━━ Provided material ━━

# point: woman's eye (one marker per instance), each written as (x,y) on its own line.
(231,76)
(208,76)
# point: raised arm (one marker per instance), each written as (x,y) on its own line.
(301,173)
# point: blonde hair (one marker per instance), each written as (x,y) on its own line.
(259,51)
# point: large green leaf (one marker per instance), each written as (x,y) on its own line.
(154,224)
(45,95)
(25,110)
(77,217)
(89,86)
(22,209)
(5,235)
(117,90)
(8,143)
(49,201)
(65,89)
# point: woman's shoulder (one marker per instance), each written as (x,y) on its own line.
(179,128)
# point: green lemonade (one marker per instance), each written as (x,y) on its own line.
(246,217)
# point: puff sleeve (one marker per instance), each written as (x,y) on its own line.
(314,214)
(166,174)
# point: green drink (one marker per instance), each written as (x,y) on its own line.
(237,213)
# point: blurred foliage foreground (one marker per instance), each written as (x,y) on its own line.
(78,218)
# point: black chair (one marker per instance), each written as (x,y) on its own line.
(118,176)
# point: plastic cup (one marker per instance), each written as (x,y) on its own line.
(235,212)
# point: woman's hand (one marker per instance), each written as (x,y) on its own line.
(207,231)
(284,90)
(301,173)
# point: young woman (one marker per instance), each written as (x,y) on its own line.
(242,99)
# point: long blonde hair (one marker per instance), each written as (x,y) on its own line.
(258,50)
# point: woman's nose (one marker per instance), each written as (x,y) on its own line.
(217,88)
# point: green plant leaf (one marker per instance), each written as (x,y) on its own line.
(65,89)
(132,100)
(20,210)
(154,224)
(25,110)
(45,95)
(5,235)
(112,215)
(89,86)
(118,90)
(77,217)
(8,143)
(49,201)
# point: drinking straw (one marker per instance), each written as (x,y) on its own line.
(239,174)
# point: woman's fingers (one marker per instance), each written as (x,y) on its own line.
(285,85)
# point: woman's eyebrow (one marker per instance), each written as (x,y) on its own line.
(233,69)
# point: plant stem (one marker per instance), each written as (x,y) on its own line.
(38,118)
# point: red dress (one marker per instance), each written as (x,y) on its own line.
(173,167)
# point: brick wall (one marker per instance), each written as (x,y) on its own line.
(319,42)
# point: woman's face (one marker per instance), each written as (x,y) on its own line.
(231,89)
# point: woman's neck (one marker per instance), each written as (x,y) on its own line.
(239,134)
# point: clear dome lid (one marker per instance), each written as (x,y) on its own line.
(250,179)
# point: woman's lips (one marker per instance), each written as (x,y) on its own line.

━━━

*Work required:* Write out the records shown above, exactly as they appear.

*Task response:*
# point: woman's eye (one marker per instance), each written as (x,y) on its own line.
(231,76)
(208,76)
# point: raised arm (one marker per instance), each written as (x,y) on its own line.
(301,173)
# point: blonde hair (one marker per instance), each written as (x,y) on its own line.
(259,51)
# point: large green leaf (one marker per instance), each written as (x,y) on its own line.
(154,224)
(45,95)
(25,110)
(77,217)
(89,86)
(22,209)
(5,235)
(117,90)
(8,143)
(49,201)
(65,89)
# point: woman's shoulder (one marker per instance), each written as (x,y) on its own line.
(179,128)
# point: green lemonade (one marker per instance), each written as (x,y) on its own line.
(246,217)
# point: puff sleeve (one marker per instance), each written as (x,y) on its own line.
(314,214)
(166,174)
# point: green drink (one marker per instance), each written as (x,y) on its own line.
(237,213)
# point: blurred foliage foreground (one marker per instance), each written as (x,y) on its own line.
(78,218)
# point: black chair (one marker per instance), each written as (x,y) on its own line.
(118,176)
# point: plastic cup (one marker per instance), each written as (x,y) on its own line.
(235,212)
# point: woman's hand (one marker per instance), each written as (x,y) on its own line.
(207,231)
(284,90)
(301,173)
# point: young woman (one marker per instance), each written as (x,y) on its own line.
(242,99)
# point: long blonde hair (one marker per instance), each written as (x,y) on its own line.
(258,50)
# point: woman's nose (one marker per instance), each written as (x,y) on its own line.
(217,88)
# point: green plant leaf (one marker per instance), each written as (x,y) on its own line.
(65,89)
(132,100)
(20,210)
(154,224)
(25,110)
(45,95)
(5,235)
(112,215)
(89,86)
(118,90)
(77,217)
(8,143)
(49,201)
# point: drinking straw (one marker per instance), each written as (x,y) on its own line.
(239,174)
# point: woman's fingers (one marker per instance), each written as (x,y) on its own line.
(285,85)
# point: woman's eyebrow (one marker per instance), each written as (x,y) on its own line.
(233,69)
# point: plant stem (one marker per instance), each written as (x,y) on its own line.
(38,118)
# point: red dress (one marker per instance), each written as (x,y) on its own line.
(173,167)
# point: brick wall (one marker per instance), each written as (x,y) on its own line.
(319,42)
# point: woman's face (one marker per instance), each written as (x,y) on its own line.
(231,89)
# point: woman's neck (one marker per instance), each written as (x,y) on its own line.
(239,134)
# point: clear dome lid (one marker per instance), each written as (x,y) on its own line.
(250,179)
# point: woman's lips (one marker per instance), each written as (x,y) on its own line.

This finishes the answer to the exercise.